■ Stated task ■
Reproduce each of the following records verbatim, copying every line without alteration.

---------- Supplied information

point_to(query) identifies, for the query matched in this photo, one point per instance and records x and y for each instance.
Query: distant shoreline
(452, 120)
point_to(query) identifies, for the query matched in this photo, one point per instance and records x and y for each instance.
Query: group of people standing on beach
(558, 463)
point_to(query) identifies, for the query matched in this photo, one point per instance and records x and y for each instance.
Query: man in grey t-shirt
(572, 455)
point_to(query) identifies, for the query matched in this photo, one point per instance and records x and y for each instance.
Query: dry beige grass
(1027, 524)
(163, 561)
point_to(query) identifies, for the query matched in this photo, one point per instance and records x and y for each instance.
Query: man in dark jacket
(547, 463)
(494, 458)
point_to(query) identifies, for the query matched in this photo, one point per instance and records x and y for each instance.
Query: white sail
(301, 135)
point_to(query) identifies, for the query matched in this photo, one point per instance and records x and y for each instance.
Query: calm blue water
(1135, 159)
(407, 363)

--------------------

■ The answer ■
point_to(query) identifies, for the query matched in this photo, one point per instance and records x and y for each instance.
Query: distant shoreline
(452, 120)
point_to(query) identifies, for the query matched in this photo, one point per instance and records x and y for each instance.
Query: group of people standing on beach
(558, 463)
point_to(query) identifies, for the query matched in this photo, one point per instance and records x and y for each instance.
Query: man in grey t-shirt
(572, 455)
point_to(query) identifies, for the query matched in this photo, one point per instance and records x and y for each instance.
Query: dry beige grass
(1027, 524)
(163, 561)
point_to(query) identifies, for the query matched in this photo, one point per instance and records x and y for each instance.
Query: man in dark jacket
(547, 463)
(494, 458)
point_to(query) identifies, for the query matched in this photo, one point per instance and records x and y for each instance.
Query: white sail
(301, 135)
point_to(query) identifies, for the query matched in this photo, one point per instance and records x and y for each instance.
Query: calm blue water
(1135, 159)
(407, 363)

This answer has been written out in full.